_Belge alıntısı_

------------

Emsal Mahkeme Kararı Bursa Bölge Adliye Mahkemesi 5. Hukuk Dairesi 2019/2373 E. 2021/1658 K. 03.12.2021 T.

Görüntülediğiniz mahkeme kararı kesinleşmiş bir karardır.

T.C. BURSA BAM 5. HUKUK DAİRESİ
T.C.
BURSA
BÖLGE ADLİYE MAHKEMESİ
5. HUKUK DAİRESİ

DOSYA NO : ………..
KARAR NO : …………

T Ü R K M İ L L E T İ A D I N A
İ S T İ N A F K A R A R I

BAŞKAN : … (…)
ÜYE : … (…)
ÜYE : … (…)
KATİP : … (…)

İNCELENEN KARARIN
MAHKEMESİ : BURSA 2. ASLİYE TİCARET MAHKEMESİ
TARİHİ : 28/06/2019
NUMARASI :………E. – …………K.
DAVACI : … – …
VEKİLİ : Av. …
DAVALI : … – …
VEKİLİ : Av. …
DAVANIN KONUSU : Menfi Tespit
KARAR TARİHİ : 03/12/2021
KARAR YAZIM TARİHİ : 06/12/2021

Bursa 2. Asliye Ticaret Mahkemesinin 28/06/2019 tarih, ……… esas, …………..sayılı kararının istinaf incelemesi neticesinde;
TALEP : Davacı vekili dava dilekçesi ile; davalı tarafından, 10.000 USD senede dayalı borçlu olduğu gerekçesi ile Bursa 2. İcra Müdürlüğünün ……….. Esas sayılı dosyasından icra takibi başlatıldığı, davalı tarafından …………..ailesi ile birlikte misafir olun diyerek davet edildiğini, 28/07/2018 tarihinde otele giriş yaptıklarını, gecenin ilerleyen saatlerinde kendisini casinoya davet ettiklerini, kendisine çeşitli içki ve ikramlarda bulunarak oyun oynattıklarını, 27.000 USD para kaybettiğini, fakat sonrasında biz size 10.000 USD daha verelim bunu da kaybederseniz toplam kaybınız 37.000 USD olur, bu kayıp karşısında da %40 ını discount olarak iade ederiz şeklinde söyleyerek senet imzalattıklarını, sonra kendisinin 10.000 USD yi de kaybettiğini, sonra tatil dönüşü 14.800 USD discount ve senedi istediğinde senedin kasada olmadığını, daha sonra iade edeceklerini belirterek 2.000 USD nakit para verdiklerini, bir sonraki ziyaretinde ise 2.800 USD kalan parayı ve senedi vereceklerini söylediklerini, kendisi otelden ayrıldıktan sonra defalarca senedi iade etmelerini söylemesine rağmen herhangi bir iadenin yapılmadığını, ileri sürerek davalı tarafça hakkında yapılan takibin haksız ve mesnetsiz olduğunu, bu nedenle menfi tespit talebinin kabulü ile dava sonuçlanana kadar icranın geri bırakılmasına karar verilmesini talep ve dava etmiştir
İLK DERECE MAHKEMESİ KARARININ ÖZETİ:
Mahkemece, davacının davalıya karşı açtığı icra dosyasından borçlu olmadığının tespiti talep edilmekle kambiyo hukukuna dayandığından davanın mutak ticari dava olduğu, alacağın senede dayalı para alacağı olup, 7155 sayılı yasanın 20. maddesi ile getirilen düzenleme ve gerekçesi ile menfi tespit davalarınında davacı tarafından dava açılmadan önce dava şartı olan arabulucuya başvuru zorunlu olduğu, dava dilekçesi kapsamında davacının arabulucuya başvurmadığı gibi davalı taraf başvurusu üzerine 6325 sayılı Hukuk Uyuşmazlıklarında Arabuluculuk Kanunun 18/A maddesi uyarınca yasal süre içinde arabuluculuk anlaşmazlık son tutanağının sunmadığı, davanın arabulucuya başvuru dava şartı noksanlığı sebebiyle HMK’nın 115/2. maddesi gereğince usulden reddine karar verilmiştir.

------------

_Girdi verileri_
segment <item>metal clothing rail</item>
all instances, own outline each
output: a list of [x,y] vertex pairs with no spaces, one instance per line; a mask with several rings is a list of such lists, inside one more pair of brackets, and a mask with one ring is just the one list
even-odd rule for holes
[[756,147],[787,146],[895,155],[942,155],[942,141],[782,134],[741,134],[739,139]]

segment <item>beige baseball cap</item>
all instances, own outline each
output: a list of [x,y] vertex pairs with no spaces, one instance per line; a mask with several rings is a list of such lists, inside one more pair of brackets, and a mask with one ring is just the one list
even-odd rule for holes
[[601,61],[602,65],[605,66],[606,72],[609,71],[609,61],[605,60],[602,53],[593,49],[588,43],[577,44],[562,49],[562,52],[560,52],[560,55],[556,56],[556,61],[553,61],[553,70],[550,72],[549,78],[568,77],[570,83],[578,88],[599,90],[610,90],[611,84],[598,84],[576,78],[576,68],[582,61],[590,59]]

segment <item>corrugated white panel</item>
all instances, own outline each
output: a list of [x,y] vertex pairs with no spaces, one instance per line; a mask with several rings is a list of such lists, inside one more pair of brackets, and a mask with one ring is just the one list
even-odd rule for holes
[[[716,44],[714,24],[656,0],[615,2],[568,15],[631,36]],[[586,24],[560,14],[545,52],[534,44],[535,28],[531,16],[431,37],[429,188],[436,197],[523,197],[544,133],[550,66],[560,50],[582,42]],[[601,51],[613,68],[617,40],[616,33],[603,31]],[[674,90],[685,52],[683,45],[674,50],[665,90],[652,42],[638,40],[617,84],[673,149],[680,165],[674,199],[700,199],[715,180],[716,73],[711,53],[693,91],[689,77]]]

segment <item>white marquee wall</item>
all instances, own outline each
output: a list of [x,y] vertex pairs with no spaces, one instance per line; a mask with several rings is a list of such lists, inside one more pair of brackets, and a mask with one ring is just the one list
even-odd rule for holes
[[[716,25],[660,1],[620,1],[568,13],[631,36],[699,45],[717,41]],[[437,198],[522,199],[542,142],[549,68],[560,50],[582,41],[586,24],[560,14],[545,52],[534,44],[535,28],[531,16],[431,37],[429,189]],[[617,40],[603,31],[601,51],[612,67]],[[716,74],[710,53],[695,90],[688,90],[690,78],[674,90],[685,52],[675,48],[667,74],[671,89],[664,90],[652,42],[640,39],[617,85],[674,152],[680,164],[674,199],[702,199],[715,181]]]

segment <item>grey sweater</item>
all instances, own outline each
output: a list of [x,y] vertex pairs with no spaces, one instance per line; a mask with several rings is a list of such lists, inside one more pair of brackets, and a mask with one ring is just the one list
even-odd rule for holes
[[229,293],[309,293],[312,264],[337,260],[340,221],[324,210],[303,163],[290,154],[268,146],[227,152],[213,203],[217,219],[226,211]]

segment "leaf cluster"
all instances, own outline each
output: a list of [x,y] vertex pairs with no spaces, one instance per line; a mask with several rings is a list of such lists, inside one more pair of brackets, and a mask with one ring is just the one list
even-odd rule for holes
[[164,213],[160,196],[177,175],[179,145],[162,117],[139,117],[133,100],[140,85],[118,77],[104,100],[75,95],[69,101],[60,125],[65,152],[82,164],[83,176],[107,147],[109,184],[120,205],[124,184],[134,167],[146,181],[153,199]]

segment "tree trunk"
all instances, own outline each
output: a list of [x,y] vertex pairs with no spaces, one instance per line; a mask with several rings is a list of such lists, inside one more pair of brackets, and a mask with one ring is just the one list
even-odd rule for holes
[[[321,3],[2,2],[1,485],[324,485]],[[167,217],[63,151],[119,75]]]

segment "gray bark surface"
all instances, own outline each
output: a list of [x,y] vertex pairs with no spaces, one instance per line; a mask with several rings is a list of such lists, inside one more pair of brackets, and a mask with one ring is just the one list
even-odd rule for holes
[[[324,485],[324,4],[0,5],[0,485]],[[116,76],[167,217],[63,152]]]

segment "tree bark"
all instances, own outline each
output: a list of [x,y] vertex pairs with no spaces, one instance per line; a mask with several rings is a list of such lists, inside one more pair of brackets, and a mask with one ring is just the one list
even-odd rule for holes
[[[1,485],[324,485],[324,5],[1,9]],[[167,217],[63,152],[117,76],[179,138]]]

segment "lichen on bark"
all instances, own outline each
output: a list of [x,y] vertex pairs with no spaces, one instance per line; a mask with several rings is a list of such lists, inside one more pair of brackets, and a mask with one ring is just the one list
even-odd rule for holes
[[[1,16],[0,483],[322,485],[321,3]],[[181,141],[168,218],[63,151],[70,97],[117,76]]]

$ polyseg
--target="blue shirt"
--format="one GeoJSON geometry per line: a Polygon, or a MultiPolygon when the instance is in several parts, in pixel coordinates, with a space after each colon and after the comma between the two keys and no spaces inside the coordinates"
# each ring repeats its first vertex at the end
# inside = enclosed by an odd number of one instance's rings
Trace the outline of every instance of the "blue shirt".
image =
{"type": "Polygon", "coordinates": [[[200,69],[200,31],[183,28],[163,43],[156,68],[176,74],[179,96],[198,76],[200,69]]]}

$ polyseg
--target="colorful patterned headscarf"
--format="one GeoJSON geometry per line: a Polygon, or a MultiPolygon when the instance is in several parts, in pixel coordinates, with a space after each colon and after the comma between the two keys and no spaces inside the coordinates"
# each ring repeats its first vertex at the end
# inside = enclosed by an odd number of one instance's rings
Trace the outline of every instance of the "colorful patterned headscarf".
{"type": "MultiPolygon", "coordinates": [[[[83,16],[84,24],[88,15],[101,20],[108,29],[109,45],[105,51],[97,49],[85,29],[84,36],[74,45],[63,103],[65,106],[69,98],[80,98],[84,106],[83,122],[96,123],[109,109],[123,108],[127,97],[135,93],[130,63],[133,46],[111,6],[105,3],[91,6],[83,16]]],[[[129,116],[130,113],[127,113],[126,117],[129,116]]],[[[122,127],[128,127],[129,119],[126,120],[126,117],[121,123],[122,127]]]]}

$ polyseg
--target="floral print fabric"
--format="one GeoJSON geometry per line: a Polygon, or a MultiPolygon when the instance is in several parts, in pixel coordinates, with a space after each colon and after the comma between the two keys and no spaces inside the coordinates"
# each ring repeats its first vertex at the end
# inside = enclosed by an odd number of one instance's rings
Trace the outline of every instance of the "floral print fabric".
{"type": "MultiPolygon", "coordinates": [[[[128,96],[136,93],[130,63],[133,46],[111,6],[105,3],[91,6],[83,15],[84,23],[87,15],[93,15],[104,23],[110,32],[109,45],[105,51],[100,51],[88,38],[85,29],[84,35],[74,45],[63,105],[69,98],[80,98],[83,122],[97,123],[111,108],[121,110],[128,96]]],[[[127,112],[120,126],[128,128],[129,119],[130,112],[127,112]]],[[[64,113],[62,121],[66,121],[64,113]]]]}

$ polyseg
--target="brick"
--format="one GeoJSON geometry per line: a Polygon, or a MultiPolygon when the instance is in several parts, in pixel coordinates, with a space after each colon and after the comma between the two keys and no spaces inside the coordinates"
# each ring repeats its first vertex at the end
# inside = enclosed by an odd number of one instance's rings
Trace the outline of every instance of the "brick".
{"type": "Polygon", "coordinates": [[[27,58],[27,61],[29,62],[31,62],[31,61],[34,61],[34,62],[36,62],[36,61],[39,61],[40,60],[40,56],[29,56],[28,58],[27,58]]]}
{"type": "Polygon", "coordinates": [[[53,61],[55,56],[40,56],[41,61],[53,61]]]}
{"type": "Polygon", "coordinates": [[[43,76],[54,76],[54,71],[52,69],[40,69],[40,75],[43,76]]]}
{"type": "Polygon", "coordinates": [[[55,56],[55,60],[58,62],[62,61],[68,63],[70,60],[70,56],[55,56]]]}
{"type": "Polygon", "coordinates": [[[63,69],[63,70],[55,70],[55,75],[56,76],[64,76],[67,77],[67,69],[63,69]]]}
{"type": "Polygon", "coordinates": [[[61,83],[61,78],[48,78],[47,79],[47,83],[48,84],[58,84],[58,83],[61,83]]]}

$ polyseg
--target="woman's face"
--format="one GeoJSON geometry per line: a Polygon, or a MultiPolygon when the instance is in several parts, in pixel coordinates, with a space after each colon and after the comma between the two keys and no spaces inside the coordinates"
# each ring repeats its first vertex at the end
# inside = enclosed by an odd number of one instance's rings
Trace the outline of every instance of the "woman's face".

------------

_Yapılacak işlemler_
- a) Aşağıdaki ifadelerin karar metniyle uyuşup uyuşmadığını belirtin ve her biri için evet ya da hayır yanıtını, karar metninden belirleyici sözcükleri aynen alıntılayarak verin: (i) Davacı, casinoda 27.000 USD kaybettiğini ileri sürmüştür. (ii) Davacıya göre davalı taraf, kaybın %50'sini iade edeceğini söylemiştir. (iii) İlk derece mahkemesi davayı usulden reddetmiştir.
- b) Kayıtlarda "segment" kelimesinin geçtiği her satırı bulun ve kopyalayın.

_Sonuçlar_
- a)
(i) Evet: "27.000 USD para kaybettiğini"
(ii) Hayır: "%40 ını discount olarak iade ederiz"
(iii) Evet: "HMK’nın 115/2. maddesi gereğince usulden reddine karar verilmiştir"

- b)
segment <item>metal clothing rail</item>
segment <item>beige baseball cap</item>
segment <item>corrugated white panel</item>
segment <item>white marquee wall</item>
segment <item>grey sweater</item>
segment "leaf cluster"
segment "tree trunk"
segment "gray bark surface"
segment "tree bark"
segment "lichen on bark"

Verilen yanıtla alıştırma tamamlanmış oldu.